• Instruction:
Write out all of the rows below again, including the requests, but multiply every box coordinate in the answers by 2.5 and round to whole numbers, with halves rounded up. Leave the pictures out of your reply.

[Photo labels with boxes]
-*-*-
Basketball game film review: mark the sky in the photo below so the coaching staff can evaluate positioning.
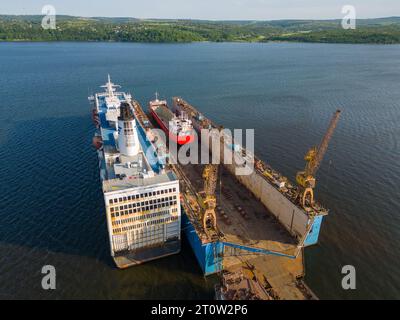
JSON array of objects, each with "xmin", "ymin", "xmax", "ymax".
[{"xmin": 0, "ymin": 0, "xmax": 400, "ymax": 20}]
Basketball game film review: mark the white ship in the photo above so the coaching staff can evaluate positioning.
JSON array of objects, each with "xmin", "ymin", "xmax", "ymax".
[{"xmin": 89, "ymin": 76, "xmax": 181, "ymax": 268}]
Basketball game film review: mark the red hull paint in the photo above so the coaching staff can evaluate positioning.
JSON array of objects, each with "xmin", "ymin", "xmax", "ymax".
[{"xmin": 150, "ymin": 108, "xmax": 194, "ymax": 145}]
-*-*-
• Response to the exercise:
Basketball game film review: mark the sky in the photo below so the coaching staff can evaluate positioning.
JSON array of objects, each with "xmin", "ymin", "xmax", "ymax".
[{"xmin": 0, "ymin": 0, "xmax": 1000, "ymax": 50}]
Basketball game film review: mark the white ship in the photo above so the coaching staff can evaluate positioning.
JSON array of objects, each with "xmin", "ymin", "xmax", "ymax".
[{"xmin": 223, "ymin": 190, "xmax": 453, "ymax": 670}]
Basketball game film review: mark the red hull paint in the photo above so the coaching staff can evaluate positioning.
JSON array of objects, each with "xmin", "ymin", "xmax", "ymax".
[{"xmin": 375, "ymin": 270, "xmax": 485, "ymax": 363}]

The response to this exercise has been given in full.